* _SOURCE MATERIAL_
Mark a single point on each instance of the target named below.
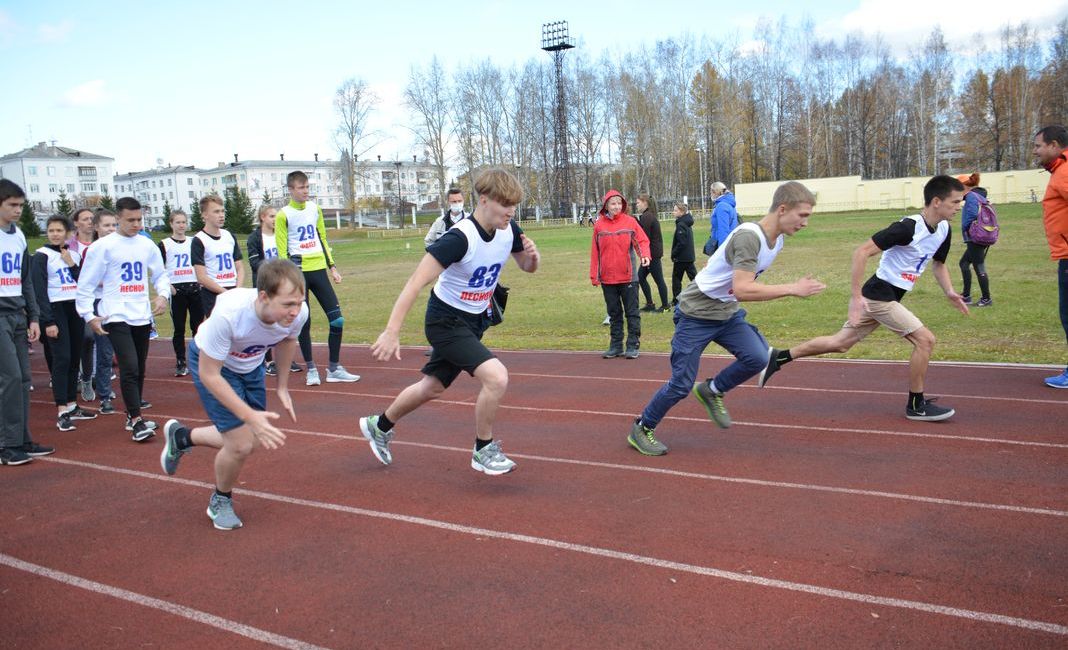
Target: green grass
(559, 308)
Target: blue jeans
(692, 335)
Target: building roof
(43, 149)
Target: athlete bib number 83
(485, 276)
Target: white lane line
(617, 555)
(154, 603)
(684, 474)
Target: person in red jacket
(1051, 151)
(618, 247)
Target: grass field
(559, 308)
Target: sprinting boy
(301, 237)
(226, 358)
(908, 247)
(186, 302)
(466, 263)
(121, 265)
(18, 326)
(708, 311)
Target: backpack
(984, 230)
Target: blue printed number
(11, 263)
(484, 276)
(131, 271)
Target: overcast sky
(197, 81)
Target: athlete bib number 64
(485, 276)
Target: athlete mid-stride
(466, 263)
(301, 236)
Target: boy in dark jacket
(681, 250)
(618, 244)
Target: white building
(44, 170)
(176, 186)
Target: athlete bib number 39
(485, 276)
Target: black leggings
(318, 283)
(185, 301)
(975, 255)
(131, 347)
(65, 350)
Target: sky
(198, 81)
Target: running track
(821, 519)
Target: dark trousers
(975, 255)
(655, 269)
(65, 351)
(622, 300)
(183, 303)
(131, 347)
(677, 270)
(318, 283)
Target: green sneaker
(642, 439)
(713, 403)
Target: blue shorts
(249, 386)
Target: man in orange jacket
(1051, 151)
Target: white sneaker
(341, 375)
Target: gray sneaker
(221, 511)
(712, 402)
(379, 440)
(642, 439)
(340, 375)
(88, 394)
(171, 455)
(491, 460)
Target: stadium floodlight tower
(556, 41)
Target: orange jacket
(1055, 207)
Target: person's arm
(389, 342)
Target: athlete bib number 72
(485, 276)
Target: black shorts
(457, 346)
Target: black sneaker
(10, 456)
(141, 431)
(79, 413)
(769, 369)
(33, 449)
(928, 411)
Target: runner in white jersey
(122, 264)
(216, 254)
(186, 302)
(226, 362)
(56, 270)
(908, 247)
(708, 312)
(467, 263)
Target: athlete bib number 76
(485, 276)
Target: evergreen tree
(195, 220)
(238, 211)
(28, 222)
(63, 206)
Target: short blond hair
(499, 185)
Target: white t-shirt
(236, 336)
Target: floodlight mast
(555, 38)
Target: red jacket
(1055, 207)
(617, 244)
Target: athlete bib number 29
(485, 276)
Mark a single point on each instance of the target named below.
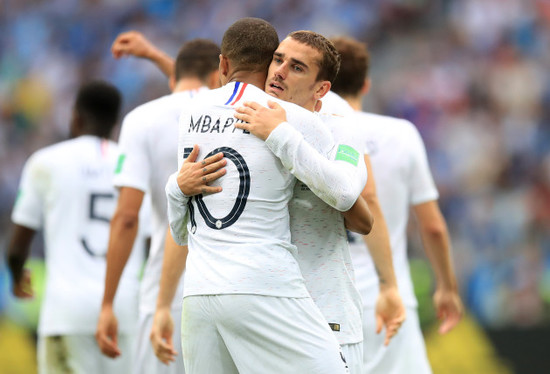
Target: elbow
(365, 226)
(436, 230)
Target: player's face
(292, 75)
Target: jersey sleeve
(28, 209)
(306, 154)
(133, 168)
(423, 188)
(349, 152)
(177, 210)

* _PROBLEM TO WORK ON_
Everything from the line with "Target: gray sneaker" through the end of the listing above, both ends included, should be set down exactly; copy nothing else, and skip the pictures.

* _RESPONSE_
Target: gray sneaker
(221, 511)
(712, 402)
(379, 440)
(642, 439)
(340, 375)
(88, 394)
(171, 455)
(491, 460)
Target: stadium floodlight tower
(556, 41)
Target: orange jacket
(1055, 207)
Target: person's arm
(389, 342)
Target: athlete bib number 72
(485, 276)
Target: black shorts
(457, 346)
Target: black sneaker
(10, 456)
(141, 431)
(79, 413)
(769, 369)
(33, 449)
(928, 411)
Target: runner in white jersey
(122, 264)
(216, 254)
(186, 302)
(226, 362)
(56, 270)
(908, 247)
(708, 312)
(467, 263)
Target: athlete bib number 76
(485, 276)
Target: evergreen tree
(195, 220)
(238, 211)
(28, 222)
(63, 206)
Target: short blond hair
(499, 185)
Target: white t-shirt
(236, 336)
Target: floodlight mast
(555, 38)
Target: red jacket
(1055, 207)
(617, 244)
Target: athlete bib number 29
(485, 276)
Mark a single point on each instance of the target named below.
Target: elbow
(365, 226)
(436, 230)
Target: player's face
(292, 75)
Target: jersey sleeve
(28, 209)
(306, 154)
(133, 168)
(423, 188)
(349, 152)
(177, 210)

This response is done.